# PASSAGE GIVEN
================================

Woodward: White House told me about Plame, too.

After Libby's indictment, the Plame leak case was discussed with a little less fervor. But this sort of story should rekindle some interest, particularly among journalists. Woodward's name recognition might help. But any way you slice it, Fitzgerald is still out there forging ahead with his investigation. And he doesn't look to go out with a whimper.

Washington Post Assistant Managing Editor Bob Woodward testified under oath Monday in the CIA leak case that a senior administration official told him about CIA operative Valerie Plame and her position at the agency nearly a month before her identity was disclosed.

In a more than two-hour deposition, Woodward told Special Counsel Patrick J. Fitzgerald that the official casually told him in mid-June 2003 that Plame worked as a CIA analyst on weapons of mass destruction, and that he did not believe the information to be classified or sensitive, according to a statement Woodward released yesterday.

Fitzgerald interviewed Woodward about the previously undisclosed conversation after the official alerted the prosecutor to it on Nov. 3 -- one week after Vice President Cheney's chief of staff, I. Lewis "Scooter" Libby, was indicted in the investigation.

Citing a confidentiality agreement in which the source freed Woodward to testify but would not allow him to discuss their conversations publicly, Woodward and Post editors refused to disclose the official's name or provide crucial details about the testimony. Woodward did not share the information with Washington Post Executive Editor Leonard Downie Jr. until last month, and the only Post reporter whom Woodward said he remembers telling in the summer of 2003 does not recall the conversation taking place.

================================

# DATASET EXTRACT
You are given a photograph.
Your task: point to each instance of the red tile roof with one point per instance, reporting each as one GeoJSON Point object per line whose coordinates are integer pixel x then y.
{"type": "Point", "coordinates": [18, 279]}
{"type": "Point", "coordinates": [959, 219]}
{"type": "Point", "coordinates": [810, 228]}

================================

# THE REQUEST
In the passage on Woodward's Plame testimony, on what date did the senior administration official alert Fitzgerald to the conversation with Woodward?

# SOLUTION FOR THIS EXERCISE
Nov. 3, one week after Libby was indicted.